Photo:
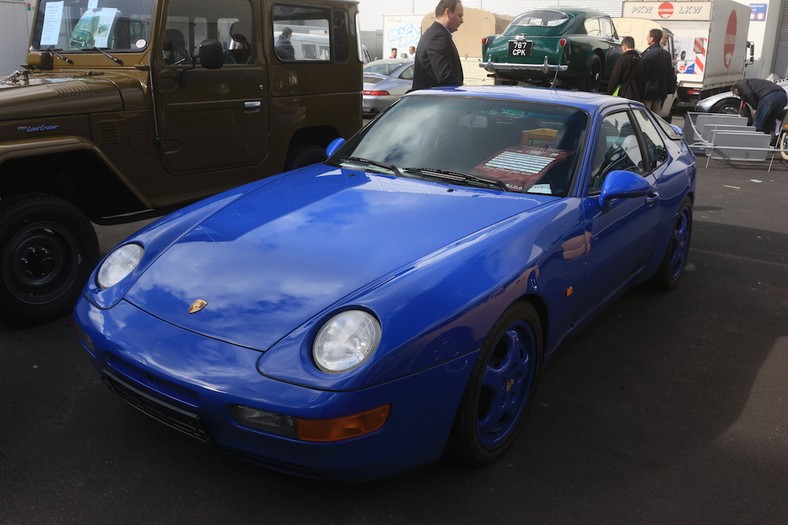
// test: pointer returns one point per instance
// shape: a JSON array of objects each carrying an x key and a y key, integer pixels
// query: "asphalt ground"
[{"x": 670, "y": 408}]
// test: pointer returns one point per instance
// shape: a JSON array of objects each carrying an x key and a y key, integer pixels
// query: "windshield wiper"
[
  {"x": 113, "y": 58},
  {"x": 367, "y": 163},
  {"x": 455, "y": 176},
  {"x": 54, "y": 53}
]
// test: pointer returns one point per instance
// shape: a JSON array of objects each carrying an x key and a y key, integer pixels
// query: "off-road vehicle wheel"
[{"x": 47, "y": 251}]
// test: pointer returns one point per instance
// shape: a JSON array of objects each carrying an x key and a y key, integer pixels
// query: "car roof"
[
  {"x": 589, "y": 102},
  {"x": 584, "y": 11}
]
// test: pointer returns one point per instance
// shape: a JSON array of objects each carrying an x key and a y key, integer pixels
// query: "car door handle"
[{"x": 253, "y": 105}]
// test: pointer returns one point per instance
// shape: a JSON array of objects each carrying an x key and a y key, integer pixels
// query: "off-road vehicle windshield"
[{"x": 84, "y": 25}]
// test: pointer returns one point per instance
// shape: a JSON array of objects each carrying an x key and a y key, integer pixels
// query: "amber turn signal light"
[{"x": 326, "y": 430}]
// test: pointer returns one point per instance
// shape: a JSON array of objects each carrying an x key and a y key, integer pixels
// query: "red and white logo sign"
[
  {"x": 665, "y": 10},
  {"x": 730, "y": 41}
]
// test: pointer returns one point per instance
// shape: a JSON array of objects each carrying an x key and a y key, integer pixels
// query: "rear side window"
[
  {"x": 189, "y": 23},
  {"x": 655, "y": 147},
  {"x": 310, "y": 34}
]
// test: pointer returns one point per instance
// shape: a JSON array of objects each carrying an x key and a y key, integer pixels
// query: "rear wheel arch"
[{"x": 78, "y": 176}]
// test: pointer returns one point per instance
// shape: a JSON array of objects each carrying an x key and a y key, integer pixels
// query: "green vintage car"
[{"x": 562, "y": 47}]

▶ **ASSIGNED TASK**: A word-for-word copy of every entry, with the pictures left out, is the required answer.

▶ **PROBLEM SOLUTION**:
Photo:
// test: pointer returns one point per instance
// shape: a JSON array of objects each carrying an x key and a y key, integer pixels
// query: "asphalt ground"
[{"x": 670, "y": 408}]
// test: pointer returns one point per instance
// shape: a JSON array of objects each carrying an x key and a y key, integer pixels
// query: "windshield wiper"
[
  {"x": 113, "y": 58},
  {"x": 367, "y": 163},
  {"x": 455, "y": 176},
  {"x": 54, "y": 53}
]
// test: pointer returns one point per instance
// shape: a JSON array of objects each carrying an x key and a y key, integer pixels
// query: "off-road vehicle wheel"
[{"x": 47, "y": 251}]
// test: pointer returns one point per instance
// shape: a JSON array of objects each carrying an x key and a y key, integer pixels
// query: "car roof"
[
  {"x": 589, "y": 102},
  {"x": 584, "y": 11}
]
// test: pointer returns one point per instance
// shape: a JSON array of objects each carrying an x key and a y key, integer pixels
// query: "car door handle"
[{"x": 253, "y": 105}]
// test: pointer returns one point per instance
// shape: a JSON array of objects each carrying an x key and a y key, integer pixels
// query: "off-road vehicle windshield"
[{"x": 84, "y": 25}]
// test: pointer returns one point per instance
// shape: a JSON array of objects each carrying an x key and a y key, integer pixels
// query: "amber turn signal light"
[{"x": 326, "y": 430}]
// test: pointer returns one point per instance
// shape: a JSON array of objects each carrying an x key and a y key, integer pixels
// query: "red and white logo sign"
[
  {"x": 665, "y": 10},
  {"x": 730, "y": 41}
]
// test: pointer returns one point per instance
// shape: a JSON array of objects each carrying an x key and a y key, integer pixels
// query: "rear side window"
[
  {"x": 189, "y": 23},
  {"x": 655, "y": 147},
  {"x": 310, "y": 34}
]
// test: pointer returns one point per instance
// shape: a JSON array of objects each carrying an x key and a y key, integer pixels
// query: "rear wheel arch"
[{"x": 78, "y": 176}]
// test: pointer returns one point per instance
// shape: a JSON array of objects each carrying an x key and a y key, integer pixels
// query: "green vintage car"
[{"x": 562, "y": 47}]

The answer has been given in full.